• **WHAT THE TASK ASKS**
Rewrite everything from the start of the data down to the line containing "723 598 939 667", including the request, and scale each bounding box coordinate in the answer by 0.9, rounding to whole numbers with halves rounded up. Leave the numbers in the request and its sample output unchanged.

* Start RECORDS SHOWN *

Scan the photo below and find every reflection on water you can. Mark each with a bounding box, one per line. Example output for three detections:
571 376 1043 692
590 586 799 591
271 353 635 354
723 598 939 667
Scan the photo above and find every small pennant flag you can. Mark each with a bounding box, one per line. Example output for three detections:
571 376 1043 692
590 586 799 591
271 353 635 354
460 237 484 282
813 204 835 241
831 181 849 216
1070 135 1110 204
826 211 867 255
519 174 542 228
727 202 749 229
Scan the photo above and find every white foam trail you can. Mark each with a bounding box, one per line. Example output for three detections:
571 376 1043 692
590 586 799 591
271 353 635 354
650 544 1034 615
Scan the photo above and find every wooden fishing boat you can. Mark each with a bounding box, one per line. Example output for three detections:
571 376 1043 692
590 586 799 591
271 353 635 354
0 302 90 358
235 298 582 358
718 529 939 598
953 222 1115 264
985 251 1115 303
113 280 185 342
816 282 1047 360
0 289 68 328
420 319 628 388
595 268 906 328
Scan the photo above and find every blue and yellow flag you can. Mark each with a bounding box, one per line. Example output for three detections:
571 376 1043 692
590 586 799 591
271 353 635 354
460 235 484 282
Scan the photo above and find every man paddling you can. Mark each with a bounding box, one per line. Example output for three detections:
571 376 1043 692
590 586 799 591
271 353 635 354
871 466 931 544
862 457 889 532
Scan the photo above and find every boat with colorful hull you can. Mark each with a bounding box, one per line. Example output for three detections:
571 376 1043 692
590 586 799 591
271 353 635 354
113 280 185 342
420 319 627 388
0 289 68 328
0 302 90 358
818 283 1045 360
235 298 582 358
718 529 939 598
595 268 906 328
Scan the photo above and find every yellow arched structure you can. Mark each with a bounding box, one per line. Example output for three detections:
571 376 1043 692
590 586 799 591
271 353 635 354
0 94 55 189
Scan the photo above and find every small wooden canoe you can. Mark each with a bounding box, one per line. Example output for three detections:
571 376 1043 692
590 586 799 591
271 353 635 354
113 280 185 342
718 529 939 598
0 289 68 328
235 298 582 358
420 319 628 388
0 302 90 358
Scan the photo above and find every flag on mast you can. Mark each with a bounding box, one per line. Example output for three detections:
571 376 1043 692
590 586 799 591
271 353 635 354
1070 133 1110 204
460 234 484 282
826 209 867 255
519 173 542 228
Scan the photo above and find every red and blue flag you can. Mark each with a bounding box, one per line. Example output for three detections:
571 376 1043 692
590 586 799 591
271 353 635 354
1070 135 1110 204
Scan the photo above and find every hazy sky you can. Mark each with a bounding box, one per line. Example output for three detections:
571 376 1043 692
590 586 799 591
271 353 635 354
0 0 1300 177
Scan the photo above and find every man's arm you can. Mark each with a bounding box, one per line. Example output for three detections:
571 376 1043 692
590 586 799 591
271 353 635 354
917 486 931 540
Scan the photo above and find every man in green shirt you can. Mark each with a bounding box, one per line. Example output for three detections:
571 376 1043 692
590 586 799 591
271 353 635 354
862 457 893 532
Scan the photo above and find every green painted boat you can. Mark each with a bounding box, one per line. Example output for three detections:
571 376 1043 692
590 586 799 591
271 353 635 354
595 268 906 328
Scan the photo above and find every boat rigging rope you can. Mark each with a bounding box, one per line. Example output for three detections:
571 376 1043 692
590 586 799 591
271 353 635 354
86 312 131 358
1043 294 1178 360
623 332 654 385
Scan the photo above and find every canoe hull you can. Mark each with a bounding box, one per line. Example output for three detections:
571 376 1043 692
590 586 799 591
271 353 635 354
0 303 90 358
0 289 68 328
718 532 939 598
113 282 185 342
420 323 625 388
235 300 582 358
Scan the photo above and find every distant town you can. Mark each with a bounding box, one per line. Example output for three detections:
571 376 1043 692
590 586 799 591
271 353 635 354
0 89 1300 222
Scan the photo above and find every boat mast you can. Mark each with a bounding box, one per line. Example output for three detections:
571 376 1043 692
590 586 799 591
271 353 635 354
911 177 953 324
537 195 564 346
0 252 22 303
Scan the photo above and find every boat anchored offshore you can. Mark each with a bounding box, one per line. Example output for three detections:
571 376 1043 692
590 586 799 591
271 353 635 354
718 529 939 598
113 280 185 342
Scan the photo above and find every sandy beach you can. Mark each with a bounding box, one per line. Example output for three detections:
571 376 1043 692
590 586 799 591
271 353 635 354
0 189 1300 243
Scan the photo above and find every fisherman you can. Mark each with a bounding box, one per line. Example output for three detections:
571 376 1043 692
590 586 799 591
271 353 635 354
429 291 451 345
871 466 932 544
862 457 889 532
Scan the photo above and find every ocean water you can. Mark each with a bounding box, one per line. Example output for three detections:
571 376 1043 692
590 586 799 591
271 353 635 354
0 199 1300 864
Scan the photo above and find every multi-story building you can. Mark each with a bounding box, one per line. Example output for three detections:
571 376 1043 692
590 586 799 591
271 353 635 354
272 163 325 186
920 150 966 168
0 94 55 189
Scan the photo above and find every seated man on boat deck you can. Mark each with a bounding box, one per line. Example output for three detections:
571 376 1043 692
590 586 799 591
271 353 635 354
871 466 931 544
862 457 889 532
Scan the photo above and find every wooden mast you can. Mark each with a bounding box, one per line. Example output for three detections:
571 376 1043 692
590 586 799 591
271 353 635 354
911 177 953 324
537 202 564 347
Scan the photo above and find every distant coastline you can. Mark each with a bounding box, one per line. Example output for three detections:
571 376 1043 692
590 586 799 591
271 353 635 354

* End RECORDS SHOWN *

• **RESPONSE TO THIS EXERCISE**
Scan the photo below and find every reflection on water you can. Mark each with a bounding box, one per line. Example output for three detections:
571 376 1043 692
590 586 799 591
271 353 635 354
651 538 845 600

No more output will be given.